About this exercise: Somewhere below are a line with "Find every instance of the fog" and a later line with "Find every instance of the chrome side". Output exactly those lines and all lines between them.

[Supplied data Boundary: Start]

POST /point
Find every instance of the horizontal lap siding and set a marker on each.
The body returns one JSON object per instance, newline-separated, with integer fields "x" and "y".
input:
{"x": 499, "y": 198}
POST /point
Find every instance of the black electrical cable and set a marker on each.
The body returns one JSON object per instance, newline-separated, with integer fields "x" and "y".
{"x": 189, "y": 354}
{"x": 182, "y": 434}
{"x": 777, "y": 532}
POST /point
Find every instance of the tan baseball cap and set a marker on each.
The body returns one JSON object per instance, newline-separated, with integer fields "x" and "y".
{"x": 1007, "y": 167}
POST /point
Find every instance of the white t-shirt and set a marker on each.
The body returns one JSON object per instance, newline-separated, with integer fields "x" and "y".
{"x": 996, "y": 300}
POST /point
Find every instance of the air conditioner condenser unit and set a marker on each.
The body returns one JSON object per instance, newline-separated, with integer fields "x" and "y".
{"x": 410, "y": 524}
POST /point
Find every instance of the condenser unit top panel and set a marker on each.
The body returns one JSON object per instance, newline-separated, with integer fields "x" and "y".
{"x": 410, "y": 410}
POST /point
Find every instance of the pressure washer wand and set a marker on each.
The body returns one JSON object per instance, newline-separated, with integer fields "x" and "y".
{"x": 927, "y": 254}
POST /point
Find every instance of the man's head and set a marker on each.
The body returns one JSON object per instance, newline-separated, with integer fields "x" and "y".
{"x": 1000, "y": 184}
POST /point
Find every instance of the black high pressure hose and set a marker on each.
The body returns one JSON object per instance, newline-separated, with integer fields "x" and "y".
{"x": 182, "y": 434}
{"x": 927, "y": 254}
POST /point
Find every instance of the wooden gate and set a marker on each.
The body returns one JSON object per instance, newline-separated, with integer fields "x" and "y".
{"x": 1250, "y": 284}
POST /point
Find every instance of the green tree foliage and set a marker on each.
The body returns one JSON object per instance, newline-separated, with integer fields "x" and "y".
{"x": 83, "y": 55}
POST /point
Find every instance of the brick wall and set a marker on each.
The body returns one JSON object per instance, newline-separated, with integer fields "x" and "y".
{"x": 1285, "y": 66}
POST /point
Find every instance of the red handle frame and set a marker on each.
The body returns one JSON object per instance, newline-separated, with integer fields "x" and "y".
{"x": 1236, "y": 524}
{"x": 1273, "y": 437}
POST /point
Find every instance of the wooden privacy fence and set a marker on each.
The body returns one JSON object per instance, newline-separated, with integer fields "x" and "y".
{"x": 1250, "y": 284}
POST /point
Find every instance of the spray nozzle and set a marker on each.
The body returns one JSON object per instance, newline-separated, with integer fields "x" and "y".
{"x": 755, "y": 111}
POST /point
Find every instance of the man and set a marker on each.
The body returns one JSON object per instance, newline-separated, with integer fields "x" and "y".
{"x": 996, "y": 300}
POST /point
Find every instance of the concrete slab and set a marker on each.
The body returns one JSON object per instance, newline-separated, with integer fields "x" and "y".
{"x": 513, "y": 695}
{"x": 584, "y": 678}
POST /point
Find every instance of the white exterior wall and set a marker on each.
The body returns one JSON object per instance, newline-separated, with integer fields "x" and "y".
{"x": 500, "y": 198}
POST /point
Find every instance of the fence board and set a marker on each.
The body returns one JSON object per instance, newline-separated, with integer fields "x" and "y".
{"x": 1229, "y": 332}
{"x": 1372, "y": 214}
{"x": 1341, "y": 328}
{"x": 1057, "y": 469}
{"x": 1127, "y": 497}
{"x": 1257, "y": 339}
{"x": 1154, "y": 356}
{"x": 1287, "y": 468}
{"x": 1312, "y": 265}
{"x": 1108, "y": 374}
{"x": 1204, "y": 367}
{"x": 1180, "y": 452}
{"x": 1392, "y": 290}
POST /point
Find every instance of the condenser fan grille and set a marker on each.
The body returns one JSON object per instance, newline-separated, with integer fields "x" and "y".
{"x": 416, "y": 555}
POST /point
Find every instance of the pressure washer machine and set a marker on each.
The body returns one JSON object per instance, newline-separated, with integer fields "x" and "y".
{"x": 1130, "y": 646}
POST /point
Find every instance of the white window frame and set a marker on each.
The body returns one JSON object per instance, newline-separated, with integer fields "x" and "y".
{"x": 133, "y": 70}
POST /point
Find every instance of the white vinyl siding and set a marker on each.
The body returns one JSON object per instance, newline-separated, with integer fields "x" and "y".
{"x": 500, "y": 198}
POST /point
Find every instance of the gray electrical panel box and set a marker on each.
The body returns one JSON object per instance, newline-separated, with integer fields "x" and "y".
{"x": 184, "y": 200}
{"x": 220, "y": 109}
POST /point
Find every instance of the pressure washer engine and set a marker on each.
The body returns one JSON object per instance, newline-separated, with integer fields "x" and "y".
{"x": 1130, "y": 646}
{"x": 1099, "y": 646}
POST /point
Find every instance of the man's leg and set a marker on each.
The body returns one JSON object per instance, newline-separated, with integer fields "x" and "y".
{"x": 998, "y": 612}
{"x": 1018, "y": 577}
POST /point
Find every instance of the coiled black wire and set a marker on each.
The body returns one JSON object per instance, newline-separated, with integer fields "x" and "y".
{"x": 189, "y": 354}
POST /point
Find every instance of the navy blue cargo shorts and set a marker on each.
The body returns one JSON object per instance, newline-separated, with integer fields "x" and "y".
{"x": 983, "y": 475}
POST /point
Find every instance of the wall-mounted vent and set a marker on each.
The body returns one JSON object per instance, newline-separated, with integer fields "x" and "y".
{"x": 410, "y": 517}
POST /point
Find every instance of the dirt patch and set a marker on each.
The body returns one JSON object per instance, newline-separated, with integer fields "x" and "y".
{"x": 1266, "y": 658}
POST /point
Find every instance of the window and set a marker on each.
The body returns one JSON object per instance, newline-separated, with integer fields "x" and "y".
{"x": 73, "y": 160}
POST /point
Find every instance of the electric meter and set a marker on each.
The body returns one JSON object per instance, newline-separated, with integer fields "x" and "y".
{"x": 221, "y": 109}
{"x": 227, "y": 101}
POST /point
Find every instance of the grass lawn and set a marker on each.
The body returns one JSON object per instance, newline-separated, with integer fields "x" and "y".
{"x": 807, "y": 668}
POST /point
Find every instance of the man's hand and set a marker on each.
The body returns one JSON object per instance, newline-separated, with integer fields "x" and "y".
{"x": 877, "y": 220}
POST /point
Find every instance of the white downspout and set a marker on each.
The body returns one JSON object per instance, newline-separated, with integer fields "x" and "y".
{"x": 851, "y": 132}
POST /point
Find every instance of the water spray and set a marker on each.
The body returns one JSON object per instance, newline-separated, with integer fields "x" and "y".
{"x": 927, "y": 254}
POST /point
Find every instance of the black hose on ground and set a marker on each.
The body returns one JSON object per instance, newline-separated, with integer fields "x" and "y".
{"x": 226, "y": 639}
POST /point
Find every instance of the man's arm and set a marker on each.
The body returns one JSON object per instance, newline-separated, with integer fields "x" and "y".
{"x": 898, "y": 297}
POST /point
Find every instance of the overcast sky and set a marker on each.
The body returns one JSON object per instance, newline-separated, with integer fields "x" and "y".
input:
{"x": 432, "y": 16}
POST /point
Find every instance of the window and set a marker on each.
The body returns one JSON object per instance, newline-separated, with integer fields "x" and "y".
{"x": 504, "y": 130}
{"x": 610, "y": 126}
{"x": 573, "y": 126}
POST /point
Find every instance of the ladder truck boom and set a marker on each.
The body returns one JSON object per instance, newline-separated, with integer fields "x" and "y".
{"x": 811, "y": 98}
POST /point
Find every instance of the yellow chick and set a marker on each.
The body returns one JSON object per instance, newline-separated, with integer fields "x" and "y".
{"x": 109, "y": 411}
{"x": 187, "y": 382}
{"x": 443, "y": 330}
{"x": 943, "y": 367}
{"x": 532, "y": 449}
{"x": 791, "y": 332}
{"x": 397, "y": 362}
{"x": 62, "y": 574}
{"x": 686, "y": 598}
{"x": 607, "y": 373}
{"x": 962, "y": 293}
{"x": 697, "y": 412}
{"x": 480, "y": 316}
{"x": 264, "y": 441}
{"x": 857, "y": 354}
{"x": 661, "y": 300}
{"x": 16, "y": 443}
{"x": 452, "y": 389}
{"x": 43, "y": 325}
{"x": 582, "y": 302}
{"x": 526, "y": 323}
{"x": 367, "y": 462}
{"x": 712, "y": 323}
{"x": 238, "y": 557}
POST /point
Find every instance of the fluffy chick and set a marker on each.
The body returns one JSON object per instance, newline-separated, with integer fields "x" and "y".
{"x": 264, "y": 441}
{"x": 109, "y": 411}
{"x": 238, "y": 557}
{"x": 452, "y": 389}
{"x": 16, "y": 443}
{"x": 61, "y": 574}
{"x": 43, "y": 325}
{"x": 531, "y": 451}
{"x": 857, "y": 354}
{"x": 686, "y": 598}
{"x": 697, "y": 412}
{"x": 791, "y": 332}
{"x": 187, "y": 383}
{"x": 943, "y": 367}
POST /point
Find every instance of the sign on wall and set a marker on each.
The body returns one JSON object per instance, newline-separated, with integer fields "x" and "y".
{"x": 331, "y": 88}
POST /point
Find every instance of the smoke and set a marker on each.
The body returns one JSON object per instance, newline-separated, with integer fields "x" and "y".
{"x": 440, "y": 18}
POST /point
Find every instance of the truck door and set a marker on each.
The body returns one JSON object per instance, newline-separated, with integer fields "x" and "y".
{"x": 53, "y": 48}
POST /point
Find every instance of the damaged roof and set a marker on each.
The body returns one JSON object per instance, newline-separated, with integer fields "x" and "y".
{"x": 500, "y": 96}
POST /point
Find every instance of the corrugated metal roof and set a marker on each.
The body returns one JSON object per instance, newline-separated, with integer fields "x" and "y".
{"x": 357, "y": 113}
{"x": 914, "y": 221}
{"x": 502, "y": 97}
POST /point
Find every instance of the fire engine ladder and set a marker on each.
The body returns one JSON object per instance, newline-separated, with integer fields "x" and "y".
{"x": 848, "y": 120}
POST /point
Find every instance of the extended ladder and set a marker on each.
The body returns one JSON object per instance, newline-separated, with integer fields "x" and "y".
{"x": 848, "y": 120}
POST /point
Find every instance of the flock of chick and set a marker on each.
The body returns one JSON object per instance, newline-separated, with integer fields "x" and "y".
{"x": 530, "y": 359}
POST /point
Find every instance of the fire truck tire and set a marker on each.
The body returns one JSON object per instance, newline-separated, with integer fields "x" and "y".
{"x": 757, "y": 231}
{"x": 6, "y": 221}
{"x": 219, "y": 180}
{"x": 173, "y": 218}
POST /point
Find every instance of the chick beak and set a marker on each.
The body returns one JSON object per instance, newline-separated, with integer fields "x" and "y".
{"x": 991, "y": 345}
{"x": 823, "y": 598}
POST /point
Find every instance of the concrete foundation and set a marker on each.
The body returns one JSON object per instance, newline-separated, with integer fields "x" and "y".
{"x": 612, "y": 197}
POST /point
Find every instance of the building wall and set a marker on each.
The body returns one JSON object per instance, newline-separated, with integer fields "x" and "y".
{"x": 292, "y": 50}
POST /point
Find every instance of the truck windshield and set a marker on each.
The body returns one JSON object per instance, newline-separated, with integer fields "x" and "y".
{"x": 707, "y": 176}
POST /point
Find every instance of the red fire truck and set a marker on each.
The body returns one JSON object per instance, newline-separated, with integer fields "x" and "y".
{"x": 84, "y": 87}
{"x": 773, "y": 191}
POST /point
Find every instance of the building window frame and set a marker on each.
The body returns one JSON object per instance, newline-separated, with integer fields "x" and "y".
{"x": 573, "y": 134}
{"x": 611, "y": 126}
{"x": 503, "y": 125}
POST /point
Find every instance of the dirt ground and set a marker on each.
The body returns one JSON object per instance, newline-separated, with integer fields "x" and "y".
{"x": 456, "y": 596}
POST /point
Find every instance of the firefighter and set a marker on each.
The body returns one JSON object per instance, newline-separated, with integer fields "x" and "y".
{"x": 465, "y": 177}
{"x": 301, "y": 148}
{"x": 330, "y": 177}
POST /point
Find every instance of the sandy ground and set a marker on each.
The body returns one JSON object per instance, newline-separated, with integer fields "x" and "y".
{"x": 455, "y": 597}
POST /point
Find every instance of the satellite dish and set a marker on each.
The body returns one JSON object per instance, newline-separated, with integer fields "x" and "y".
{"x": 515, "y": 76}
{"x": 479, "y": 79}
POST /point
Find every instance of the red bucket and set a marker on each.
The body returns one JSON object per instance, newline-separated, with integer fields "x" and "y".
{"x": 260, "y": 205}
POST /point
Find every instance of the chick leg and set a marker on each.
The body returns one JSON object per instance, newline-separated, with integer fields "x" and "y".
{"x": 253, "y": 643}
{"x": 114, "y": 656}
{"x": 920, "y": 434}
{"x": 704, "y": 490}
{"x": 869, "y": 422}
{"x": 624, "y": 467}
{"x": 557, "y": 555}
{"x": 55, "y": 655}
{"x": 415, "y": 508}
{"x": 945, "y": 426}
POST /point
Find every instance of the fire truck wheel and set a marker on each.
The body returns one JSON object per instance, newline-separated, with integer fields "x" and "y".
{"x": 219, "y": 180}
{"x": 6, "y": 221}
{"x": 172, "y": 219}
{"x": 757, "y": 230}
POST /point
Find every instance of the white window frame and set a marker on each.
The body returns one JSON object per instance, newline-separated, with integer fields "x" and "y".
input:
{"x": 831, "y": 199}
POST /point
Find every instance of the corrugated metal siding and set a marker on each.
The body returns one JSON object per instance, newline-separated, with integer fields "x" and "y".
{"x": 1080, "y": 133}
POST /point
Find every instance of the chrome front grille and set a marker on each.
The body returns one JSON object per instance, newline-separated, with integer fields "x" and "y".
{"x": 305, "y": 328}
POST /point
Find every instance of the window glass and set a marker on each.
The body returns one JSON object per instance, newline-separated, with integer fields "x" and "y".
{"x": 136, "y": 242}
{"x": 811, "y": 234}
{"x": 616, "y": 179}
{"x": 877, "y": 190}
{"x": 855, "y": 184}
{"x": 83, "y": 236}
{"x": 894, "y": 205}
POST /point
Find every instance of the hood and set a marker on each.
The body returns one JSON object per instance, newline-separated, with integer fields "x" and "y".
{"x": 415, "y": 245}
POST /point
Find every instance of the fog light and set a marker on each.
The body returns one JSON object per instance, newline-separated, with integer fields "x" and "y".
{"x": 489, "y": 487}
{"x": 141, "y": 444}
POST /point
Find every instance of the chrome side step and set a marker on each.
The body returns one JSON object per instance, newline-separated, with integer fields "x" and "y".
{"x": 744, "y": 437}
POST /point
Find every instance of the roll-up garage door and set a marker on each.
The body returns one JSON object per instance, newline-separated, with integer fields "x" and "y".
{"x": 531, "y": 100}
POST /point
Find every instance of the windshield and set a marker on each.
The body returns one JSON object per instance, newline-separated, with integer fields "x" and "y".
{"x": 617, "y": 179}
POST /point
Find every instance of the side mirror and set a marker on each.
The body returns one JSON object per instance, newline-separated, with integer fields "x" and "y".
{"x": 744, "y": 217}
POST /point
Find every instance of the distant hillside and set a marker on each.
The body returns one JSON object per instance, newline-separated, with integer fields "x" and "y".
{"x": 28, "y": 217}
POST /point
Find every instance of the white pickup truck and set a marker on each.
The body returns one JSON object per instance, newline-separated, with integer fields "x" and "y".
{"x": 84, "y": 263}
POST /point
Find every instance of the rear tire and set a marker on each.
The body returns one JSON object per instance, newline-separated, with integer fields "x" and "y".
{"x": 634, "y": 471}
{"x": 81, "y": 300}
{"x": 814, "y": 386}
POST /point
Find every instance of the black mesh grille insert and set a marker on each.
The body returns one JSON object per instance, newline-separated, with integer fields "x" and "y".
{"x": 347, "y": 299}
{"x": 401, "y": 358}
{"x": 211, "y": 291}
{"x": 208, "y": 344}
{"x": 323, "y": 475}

[Supplied data Boundary: End]

Written answer:
Find every instance of the fog light and set a marker on each.
The body returns one JSON object per instance, newline-separated, with integer fields "x" and "y".
{"x": 489, "y": 487}
{"x": 141, "y": 444}
POST /point
Find every instance of the chrome side step and set a marker on each.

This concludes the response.